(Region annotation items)
□ □ □ □ □ □ □

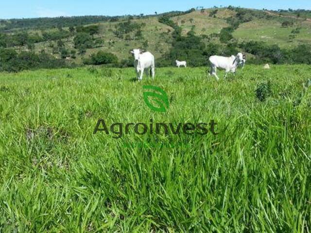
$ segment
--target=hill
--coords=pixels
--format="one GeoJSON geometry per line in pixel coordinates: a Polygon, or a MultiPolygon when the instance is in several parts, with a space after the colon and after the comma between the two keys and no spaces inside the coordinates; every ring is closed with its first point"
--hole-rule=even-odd
{"type": "MultiPolygon", "coordinates": [[[[209,47],[205,56],[212,52],[231,55],[242,50],[252,58],[258,53],[250,52],[252,50],[246,50],[243,43],[264,42],[280,50],[311,45],[311,20],[308,18],[310,15],[310,11],[305,10],[273,12],[229,6],[145,16],[1,20],[0,48],[18,53],[44,53],[50,59],[77,65],[88,64],[90,55],[102,51],[113,53],[120,63],[127,66],[131,63],[129,50],[141,48],[152,51],[159,64],[167,65],[169,59],[174,60],[171,59],[171,50],[180,30],[180,36],[200,37],[206,47],[209,47]],[[163,18],[167,23],[161,20],[163,18]],[[215,47],[217,51],[211,49],[215,47]]],[[[186,53],[189,52],[181,52],[180,59],[189,59],[186,53]]],[[[275,63],[271,58],[263,58],[260,59],[262,62],[275,63]]],[[[279,59],[276,63],[282,62],[279,59]]]]}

□ □ □ □ □ □ □

● **WRITTEN PROBLEM**: Write out every line of the rows above as a JSON list of strings, one string per line, skipping blank lines. Leave the pictures out.

● **EXERCISE ANSWER**:
[
  "$ segment",
  "--target=hill",
  "--coords=pixels",
  "--format=\"one GeoJSON geometry per line in pixel coordinates: a Polygon, or a MultiPolygon when the instance is in several parts, with a space after the colon and after the comma between the two keys and no spaces inside the coordinates; every ring is closed with its first point\"",
  "--hole-rule=even-odd",
  "{\"type\": \"MultiPolygon\", \"coordinates\": [[[[209,47],[205,56],[212,52],[231,55],[242,50],[252,58],[258,53],[250,52],[252,50],[246,50],[243,43],[264,42],[280,50],[311,45],[311,20],[308,18],[310,15],[310,11],[305,10],[273,12],[229,6],[145,16],[1,20],[0,48],[18,53],[44,53],[50,59],[77,65],[88,64],[90,55],[102,51],[113,53],[120,63],[127,66],[131,63],[129,50],[141,48],[152,51],[159,64],[167,65],[169,59],[174,60],[171,59],[171,50],[180,30],[180,36],[200,37],[206,47],[209,47]],[[163,18],[167,23],[161,20],[163,18]],[[215,47],[217,51],[211,49],[215,47]]],[[[186,53],[189,52],[181,52],[180,59],[189,59],[186,53]]],[[[275,63],[271,58],[263,58],[260,59],[262,62],[275,63]]],[[[279,59],[276,63],[282,62],[279,59]]]]}"
]